Task instructions.
Can you gather every line below that contains the word "ceiling"? Case counts, so match only that capitalization.
-- begin Dataset excerpts --
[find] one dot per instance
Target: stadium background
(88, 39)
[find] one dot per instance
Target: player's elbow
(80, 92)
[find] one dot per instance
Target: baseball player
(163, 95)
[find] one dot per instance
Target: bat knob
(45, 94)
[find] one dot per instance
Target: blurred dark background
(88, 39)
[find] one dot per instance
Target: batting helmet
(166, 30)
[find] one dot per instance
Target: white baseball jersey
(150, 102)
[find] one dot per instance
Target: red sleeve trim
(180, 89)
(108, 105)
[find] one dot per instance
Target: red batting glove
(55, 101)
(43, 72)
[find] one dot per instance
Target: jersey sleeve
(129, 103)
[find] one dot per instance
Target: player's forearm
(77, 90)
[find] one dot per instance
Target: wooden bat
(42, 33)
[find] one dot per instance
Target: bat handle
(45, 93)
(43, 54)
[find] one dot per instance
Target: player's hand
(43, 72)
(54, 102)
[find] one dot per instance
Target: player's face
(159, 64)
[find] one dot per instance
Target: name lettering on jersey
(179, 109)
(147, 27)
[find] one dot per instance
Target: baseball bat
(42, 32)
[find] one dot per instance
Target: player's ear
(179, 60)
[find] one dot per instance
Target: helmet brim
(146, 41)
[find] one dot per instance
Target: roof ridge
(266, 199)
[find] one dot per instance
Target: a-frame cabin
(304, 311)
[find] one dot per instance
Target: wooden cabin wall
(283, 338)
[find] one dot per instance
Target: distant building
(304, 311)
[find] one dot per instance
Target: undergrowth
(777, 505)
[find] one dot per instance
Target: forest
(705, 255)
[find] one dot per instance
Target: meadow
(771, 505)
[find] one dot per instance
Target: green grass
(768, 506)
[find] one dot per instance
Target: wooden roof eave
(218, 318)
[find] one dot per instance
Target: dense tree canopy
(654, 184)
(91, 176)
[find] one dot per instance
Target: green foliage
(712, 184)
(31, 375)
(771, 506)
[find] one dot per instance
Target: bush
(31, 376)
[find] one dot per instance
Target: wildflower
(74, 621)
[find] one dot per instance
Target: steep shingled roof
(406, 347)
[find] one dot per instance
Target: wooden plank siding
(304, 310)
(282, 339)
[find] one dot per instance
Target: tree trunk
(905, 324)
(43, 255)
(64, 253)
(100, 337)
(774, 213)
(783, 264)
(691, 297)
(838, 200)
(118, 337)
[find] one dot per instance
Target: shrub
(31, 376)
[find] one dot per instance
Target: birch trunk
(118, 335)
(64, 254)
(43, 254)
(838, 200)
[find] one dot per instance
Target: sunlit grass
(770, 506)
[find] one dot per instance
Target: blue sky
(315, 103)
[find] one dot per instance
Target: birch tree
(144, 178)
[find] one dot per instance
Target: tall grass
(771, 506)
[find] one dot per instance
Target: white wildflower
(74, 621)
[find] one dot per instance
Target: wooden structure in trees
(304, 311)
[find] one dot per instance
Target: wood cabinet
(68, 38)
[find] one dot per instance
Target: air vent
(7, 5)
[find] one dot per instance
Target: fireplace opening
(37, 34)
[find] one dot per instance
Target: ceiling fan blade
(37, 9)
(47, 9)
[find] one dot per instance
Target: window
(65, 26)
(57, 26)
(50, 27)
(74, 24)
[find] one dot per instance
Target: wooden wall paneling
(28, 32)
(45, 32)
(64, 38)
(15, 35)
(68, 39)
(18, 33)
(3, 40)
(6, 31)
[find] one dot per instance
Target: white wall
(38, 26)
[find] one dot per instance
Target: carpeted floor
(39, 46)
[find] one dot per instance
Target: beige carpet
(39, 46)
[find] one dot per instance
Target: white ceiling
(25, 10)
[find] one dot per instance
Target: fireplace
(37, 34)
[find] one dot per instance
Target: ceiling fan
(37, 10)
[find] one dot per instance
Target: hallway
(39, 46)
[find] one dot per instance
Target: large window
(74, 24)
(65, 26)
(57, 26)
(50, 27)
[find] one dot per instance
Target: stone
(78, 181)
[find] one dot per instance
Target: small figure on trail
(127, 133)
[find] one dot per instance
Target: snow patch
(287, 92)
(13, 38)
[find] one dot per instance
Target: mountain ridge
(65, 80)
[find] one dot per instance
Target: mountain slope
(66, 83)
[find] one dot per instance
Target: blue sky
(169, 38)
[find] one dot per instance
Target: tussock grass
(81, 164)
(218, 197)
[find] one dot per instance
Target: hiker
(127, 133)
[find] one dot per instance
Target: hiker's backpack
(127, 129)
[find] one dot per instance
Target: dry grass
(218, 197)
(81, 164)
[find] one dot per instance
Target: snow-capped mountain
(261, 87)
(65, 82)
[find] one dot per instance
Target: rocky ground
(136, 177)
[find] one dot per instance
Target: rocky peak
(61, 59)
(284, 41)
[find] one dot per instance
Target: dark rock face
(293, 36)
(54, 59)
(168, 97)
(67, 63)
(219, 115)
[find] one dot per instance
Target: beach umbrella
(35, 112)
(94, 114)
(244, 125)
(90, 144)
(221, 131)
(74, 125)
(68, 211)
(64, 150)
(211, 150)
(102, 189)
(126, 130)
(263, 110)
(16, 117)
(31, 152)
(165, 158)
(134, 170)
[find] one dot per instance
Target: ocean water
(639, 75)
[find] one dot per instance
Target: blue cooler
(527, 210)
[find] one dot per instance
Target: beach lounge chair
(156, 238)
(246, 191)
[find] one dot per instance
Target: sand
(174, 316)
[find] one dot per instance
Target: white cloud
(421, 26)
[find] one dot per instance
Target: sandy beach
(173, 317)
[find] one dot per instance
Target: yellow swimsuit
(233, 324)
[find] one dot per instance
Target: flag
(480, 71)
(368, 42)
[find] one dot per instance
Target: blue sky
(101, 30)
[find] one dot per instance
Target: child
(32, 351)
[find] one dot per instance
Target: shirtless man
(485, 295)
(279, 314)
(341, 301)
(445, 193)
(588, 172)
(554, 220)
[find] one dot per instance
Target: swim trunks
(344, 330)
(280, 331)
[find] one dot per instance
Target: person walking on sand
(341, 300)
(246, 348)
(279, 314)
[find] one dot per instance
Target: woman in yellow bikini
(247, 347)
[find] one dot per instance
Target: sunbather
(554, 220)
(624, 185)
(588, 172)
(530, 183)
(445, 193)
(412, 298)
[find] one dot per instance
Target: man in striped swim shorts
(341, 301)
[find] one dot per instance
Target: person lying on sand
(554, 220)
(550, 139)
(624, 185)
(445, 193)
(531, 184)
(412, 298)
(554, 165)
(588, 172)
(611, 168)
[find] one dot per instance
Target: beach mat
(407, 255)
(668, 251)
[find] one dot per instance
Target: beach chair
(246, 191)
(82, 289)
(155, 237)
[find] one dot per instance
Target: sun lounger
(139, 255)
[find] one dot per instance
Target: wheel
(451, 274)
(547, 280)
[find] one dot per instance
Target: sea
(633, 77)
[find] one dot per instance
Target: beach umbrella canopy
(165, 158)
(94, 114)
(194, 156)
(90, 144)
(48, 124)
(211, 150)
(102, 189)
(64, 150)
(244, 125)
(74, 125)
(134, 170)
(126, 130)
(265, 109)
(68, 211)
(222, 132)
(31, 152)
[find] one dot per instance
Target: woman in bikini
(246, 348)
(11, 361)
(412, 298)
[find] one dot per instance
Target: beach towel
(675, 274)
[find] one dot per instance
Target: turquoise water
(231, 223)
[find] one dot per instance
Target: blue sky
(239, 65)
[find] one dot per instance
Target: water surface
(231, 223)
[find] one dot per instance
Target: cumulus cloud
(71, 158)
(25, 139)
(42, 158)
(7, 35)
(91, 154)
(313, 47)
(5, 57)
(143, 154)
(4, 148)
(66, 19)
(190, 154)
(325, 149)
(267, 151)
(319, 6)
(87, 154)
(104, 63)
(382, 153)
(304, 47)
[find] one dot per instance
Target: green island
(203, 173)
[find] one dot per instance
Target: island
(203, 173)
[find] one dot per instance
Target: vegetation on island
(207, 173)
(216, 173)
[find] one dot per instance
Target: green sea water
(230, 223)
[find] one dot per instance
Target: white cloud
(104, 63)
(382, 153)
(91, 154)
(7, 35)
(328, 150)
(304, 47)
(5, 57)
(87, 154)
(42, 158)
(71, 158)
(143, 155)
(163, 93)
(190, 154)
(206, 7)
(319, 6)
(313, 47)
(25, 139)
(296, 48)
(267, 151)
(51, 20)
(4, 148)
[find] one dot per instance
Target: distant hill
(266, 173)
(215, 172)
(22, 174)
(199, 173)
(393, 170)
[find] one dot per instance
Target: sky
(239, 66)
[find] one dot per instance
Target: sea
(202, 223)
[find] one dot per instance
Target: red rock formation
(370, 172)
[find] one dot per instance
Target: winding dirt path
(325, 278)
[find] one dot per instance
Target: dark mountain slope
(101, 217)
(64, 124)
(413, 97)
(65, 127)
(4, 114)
-- end Dataset excerpts --
Correct result.
Target: ceiling fan blade
Target: white ceiling
Target: ceiling fan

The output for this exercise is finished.